**Do this:**
Write out, word for word, the stretch of the essay on doing mathematics from "Of course, I" through "about such matters.".

**Extract:**
Of course, I am not asking for this to be the standard presentational discourse of mathematics, unless it is to tell a particularly illuminating story about possible sources of error to be avoided. Rather, I'm thinking of the burgeoning studies of the mathematical process directed mainly toward pedagogy. For if we don't reveal to students how much error and misunderstanding is to be expected, we simply tell them a lie, which exacerbates feelings of inadequacy. So we need to share more accounts about the detailed doing of mathematics, less to arrive at objective knowledge of the process than to stimulate, within the mathematical community, an unembarassed discourse about such matters.
My aim here is to look at the processes involved in tackling a few questions in mathematics which actually occurred during my normal mathematical activity. This is part of an on-going attempt to develop my self-awareness about my problem-solving moments. This might seem self-indulgent rather than self-aware, perhaps even a particularly unsightly form of self-abuse, but I'm operating upon an analogy which I have made regarding the similarity of recollection of mathematical processes to that involved in recollecting dreams. It has been often remarked that practice in recalling dreams develops the capacity for that recall; my hypothesis is that the same will be true regarding mathematics. The objective is two-fold: firstly, to develop my own self-knowledge of my processes in doing mathematics; secondly, as a suggestion for other mathematicians, to stimulate them to the same activity. Except perhaps in top-level mathematicians, each of us will experience only part of the variety of forms of mathematical intuition, so a corresponding variety of mathematicians might be required to report upon their procedures. Were we to become able freely to discourse about our difficulties, errors, blockages and insecurities, a beneficial impact on the teaching of mathematics might occur automatically.
I will describe a few specific cases and how I tackled (or am trying to tackle) them, interspersing the description with italicised comments on general matters of mathematical procedure; indeed, it is these italicised remarks which form the real message of this paper. The work described takes the form of short episodes concerning encapsulated, separable segments of mathematics, since for such short, isolated efforts it is easier to survey the task and its treatment, without being too overloaded with paper to be annotated. Of course, this means we will inevitably have a rather myopic focus and fail to study those aspects of mathematical work which concern large, strategic goals.
The first problem, on which I’ve made little progress as yet, comes from my relatively new interest in the mathematics of control theory. It arises from attempts to control the smoothness of sheet-material produced by fluid extrusion from a set of outlets, the number m of points where the thickness is measured being greater than the number n of extrusion points where control may be exercised. Assume that the m-vector of measurements has linear form y = A x + b + e, where x is the n-vector of controls, A, b are constants and e is a vector of sensor noise. If y = 0 is the desired state, because of dimension-deficiency we can only hope to minimise some distance-measure of y from 0; this is taken to be the maximum modulus of the components of y. Because of stochasticity we need then to take expectations of this distance over e to get the criterion which is to be minimised with respect to x.

**Dataset:**
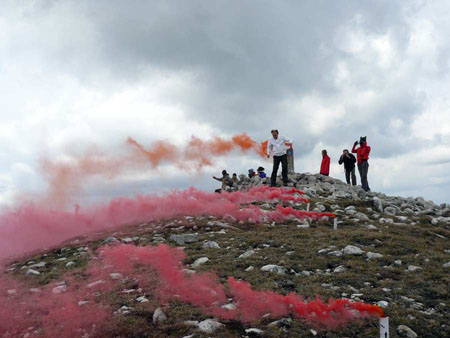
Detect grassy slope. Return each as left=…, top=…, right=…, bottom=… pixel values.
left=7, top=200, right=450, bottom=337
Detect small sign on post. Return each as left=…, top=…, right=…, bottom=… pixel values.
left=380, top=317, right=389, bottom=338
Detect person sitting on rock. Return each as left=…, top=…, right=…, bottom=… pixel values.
==
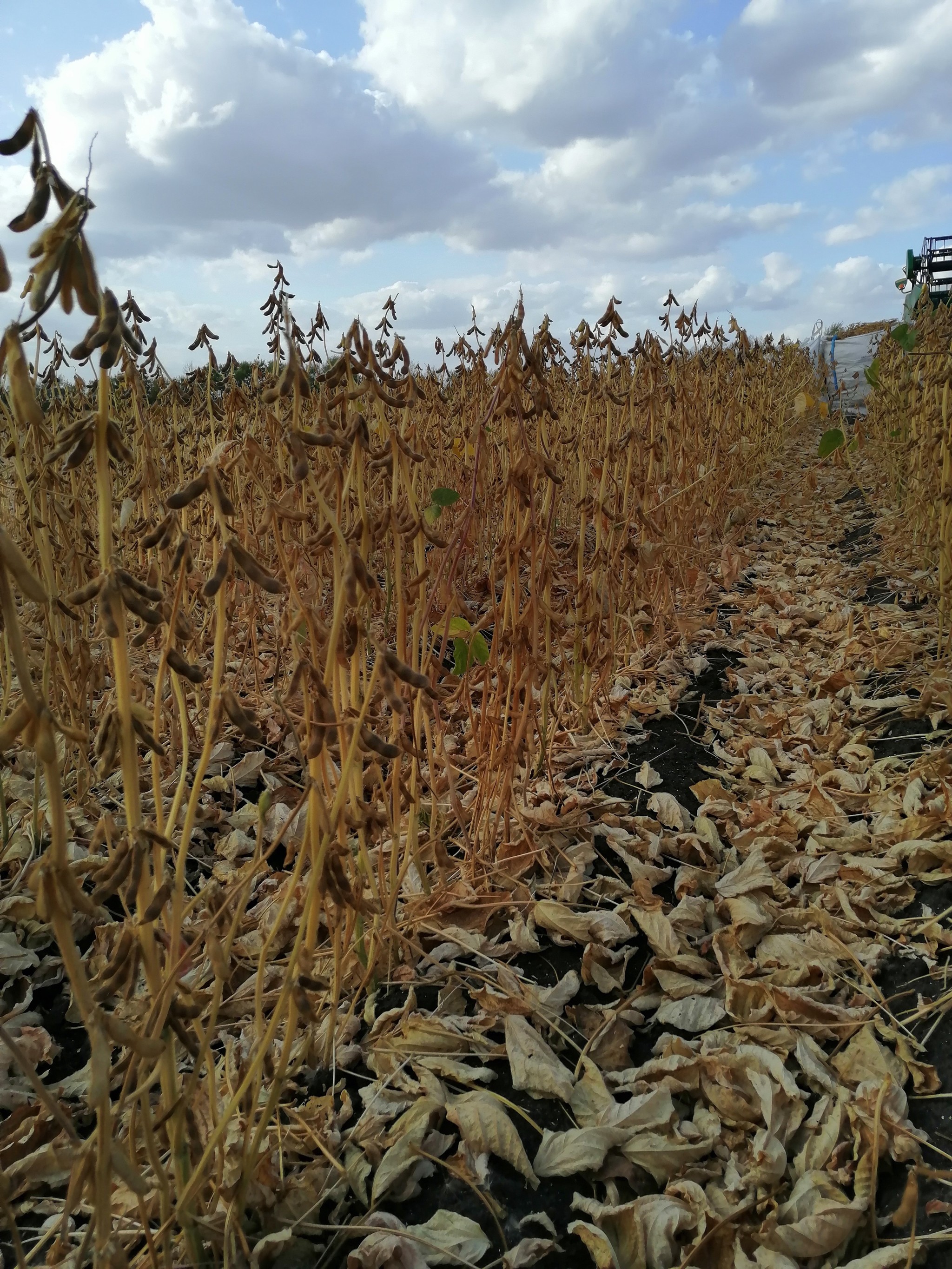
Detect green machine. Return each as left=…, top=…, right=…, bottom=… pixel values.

**Result for this task:**
Of course, I am not asking for this to be the standard presentational discourse of mathematics, unless it is to tell a particularly illuminating story about possible sources of error to be avoided. Rather, I'm thinking of the burgeoning studies of the mathematical process directed mainly toward pedagogy. For if we don't reveal to students how much error and misunderstanding is to be expected, we simply tell them a lie, which exacerbates feelings of inadequacy. So we need to share more accounts about the detailed doing of mathematics, less to arrive at objective knowledge of the process than to stimulate, within the mathematical community, an unembarassed discourse about such matters.